Задание: Представьте в виде таблицы Markdown участок данных от строки, содержащей «Can you see the rear windshield», до конца данных включительно. В столбце «№» укажите номер строки, в столбце «Строка» приведите ее текст, а пустые строки пропустите.
▶
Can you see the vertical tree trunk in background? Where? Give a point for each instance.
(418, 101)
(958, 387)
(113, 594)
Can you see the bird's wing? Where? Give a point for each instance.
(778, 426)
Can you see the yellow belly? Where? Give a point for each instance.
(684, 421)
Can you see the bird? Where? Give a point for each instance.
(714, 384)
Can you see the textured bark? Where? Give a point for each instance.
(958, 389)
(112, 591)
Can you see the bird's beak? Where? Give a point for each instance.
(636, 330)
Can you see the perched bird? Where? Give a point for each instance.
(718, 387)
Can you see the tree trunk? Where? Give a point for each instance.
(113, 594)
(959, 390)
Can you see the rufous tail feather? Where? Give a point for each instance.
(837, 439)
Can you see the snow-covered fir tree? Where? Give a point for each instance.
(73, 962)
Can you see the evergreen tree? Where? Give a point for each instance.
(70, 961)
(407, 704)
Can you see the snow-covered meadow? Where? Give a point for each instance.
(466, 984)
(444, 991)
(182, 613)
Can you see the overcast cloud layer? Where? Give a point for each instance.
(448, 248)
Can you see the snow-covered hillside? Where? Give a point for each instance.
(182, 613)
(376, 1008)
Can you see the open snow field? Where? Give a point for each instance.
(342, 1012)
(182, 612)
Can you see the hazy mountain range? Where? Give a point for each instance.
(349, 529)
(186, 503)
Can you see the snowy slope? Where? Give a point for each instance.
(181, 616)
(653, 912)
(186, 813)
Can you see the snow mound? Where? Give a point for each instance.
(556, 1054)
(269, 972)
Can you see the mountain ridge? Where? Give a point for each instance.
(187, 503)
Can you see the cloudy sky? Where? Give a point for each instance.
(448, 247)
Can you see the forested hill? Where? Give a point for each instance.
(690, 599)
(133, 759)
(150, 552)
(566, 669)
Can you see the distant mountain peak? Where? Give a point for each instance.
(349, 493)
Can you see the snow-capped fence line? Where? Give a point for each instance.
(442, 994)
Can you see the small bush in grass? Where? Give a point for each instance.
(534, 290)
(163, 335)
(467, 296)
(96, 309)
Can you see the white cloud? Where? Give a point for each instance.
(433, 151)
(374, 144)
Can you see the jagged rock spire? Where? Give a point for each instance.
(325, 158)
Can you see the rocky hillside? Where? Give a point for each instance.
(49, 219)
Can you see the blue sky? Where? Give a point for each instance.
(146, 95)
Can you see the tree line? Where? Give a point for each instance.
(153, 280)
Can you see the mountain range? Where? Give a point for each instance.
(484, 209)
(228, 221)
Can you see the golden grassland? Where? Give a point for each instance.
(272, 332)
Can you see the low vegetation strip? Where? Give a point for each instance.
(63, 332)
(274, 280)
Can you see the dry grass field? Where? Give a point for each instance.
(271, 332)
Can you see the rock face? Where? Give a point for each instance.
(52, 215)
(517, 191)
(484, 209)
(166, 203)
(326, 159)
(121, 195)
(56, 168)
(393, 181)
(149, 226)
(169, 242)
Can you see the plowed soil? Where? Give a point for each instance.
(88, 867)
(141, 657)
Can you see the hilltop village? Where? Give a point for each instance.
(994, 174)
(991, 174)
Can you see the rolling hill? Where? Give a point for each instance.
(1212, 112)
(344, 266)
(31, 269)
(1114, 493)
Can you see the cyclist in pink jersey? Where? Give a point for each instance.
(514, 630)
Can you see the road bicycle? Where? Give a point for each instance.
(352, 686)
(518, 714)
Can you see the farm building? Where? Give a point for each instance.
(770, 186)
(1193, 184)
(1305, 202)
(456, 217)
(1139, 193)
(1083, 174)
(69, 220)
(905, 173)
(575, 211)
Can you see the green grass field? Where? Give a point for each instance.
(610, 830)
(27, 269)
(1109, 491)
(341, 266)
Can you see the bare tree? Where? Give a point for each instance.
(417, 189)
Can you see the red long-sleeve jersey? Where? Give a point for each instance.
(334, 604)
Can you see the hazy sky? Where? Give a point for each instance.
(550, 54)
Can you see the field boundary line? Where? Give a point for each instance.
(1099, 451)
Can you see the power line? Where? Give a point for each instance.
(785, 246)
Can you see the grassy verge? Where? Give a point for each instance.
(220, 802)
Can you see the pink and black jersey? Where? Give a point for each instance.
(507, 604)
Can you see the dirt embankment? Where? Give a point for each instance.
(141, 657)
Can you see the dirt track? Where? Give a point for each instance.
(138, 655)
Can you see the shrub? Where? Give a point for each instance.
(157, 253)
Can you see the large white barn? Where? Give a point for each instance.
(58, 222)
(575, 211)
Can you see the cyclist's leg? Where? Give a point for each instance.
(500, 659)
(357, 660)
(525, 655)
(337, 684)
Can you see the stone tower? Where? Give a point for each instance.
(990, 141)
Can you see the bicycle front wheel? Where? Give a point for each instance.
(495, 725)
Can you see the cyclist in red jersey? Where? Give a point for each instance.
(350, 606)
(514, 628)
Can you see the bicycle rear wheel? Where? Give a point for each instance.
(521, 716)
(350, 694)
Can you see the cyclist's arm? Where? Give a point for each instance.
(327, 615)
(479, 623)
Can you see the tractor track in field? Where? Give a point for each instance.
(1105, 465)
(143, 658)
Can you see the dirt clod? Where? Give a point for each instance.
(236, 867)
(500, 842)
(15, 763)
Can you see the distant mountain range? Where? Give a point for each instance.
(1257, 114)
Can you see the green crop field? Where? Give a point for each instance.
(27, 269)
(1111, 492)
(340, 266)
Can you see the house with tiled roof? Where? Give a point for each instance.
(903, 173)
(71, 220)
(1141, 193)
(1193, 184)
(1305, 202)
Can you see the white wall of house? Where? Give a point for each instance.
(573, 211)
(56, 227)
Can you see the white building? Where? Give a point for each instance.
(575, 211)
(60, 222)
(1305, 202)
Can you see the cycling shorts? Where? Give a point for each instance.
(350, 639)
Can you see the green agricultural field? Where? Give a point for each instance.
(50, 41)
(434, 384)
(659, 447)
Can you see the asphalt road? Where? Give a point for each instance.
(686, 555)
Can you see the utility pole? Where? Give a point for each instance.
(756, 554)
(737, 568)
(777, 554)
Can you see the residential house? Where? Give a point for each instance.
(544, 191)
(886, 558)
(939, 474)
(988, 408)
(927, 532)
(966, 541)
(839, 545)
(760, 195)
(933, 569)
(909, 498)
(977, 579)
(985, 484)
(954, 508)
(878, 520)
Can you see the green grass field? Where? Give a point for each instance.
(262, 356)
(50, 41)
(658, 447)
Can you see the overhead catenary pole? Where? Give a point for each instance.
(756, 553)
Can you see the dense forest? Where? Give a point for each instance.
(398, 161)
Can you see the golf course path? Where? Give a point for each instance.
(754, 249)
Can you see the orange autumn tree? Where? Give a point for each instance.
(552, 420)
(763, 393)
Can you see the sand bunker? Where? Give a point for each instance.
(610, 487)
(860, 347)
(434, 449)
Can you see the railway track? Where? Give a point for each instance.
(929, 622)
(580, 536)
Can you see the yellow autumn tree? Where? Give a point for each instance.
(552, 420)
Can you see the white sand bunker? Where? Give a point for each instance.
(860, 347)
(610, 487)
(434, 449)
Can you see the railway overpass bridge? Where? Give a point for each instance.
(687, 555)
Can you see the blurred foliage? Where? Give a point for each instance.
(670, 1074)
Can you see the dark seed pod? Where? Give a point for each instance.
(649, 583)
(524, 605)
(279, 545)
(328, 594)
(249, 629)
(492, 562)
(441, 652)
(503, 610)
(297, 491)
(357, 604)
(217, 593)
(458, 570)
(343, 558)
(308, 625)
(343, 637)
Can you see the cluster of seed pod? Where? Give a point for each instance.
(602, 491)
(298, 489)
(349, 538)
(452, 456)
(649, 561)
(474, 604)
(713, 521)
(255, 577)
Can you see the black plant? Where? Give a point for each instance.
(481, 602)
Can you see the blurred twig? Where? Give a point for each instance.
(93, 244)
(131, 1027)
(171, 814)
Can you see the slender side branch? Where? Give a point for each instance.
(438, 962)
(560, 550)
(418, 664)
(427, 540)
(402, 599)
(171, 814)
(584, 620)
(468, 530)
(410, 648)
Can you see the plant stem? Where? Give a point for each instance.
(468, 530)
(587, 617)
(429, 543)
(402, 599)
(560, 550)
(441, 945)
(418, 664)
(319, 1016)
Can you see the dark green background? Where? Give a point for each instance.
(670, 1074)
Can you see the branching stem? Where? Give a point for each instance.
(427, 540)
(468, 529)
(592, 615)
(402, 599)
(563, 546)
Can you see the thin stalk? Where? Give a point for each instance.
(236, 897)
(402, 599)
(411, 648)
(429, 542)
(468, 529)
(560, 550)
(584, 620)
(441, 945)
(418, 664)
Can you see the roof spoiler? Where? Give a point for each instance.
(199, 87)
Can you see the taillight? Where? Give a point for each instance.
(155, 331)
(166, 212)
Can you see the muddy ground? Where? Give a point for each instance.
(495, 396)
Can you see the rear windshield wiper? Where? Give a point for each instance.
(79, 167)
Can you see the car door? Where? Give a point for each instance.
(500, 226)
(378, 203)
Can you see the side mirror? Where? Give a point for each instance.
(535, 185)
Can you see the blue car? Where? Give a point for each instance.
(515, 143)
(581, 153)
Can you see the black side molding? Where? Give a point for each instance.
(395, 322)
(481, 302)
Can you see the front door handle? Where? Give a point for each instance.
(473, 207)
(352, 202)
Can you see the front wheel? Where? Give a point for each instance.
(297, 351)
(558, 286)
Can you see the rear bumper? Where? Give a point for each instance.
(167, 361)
◀
Ответ:
| № | Строка |
|---|---|
| 1 | Can you see the rear windshield wiper? Where? Give a point for each instance. |
| 2 | (79, 167) |
| 3 | Can you see the car door? Where? Give a point for each instance. |
| 4 | (500, 226) |
| 5 | (378, 203) |
| 6 | Can you see the side mirror? Where? Give a point for each instance. |
| 7 | (535, 185) |
| 8 | Can you see the blue car? Where? Give a point for each instance. |
| 9 | (515, 143) |
| 10 | (581, 153) |
| 11 | Can you see the black side molding? Where? Give a point for each instance. |
| 12 | (395, 322) |
| 13 | (481, 302) |
| 14 | Can you see the front door handle? Where? Give a point for each instance. |
| 15 | (473, 207) |
| 16 | (352, 202) |
| 17 | Can you see the front wheel? Where? Give a point for each instance. |
| 18 | (297, 351) |
| 19 | (558, 286) |
| 20 | Can you see the rear bumper? Where? Give a point for each instance. |
| 21 | (167, 361) |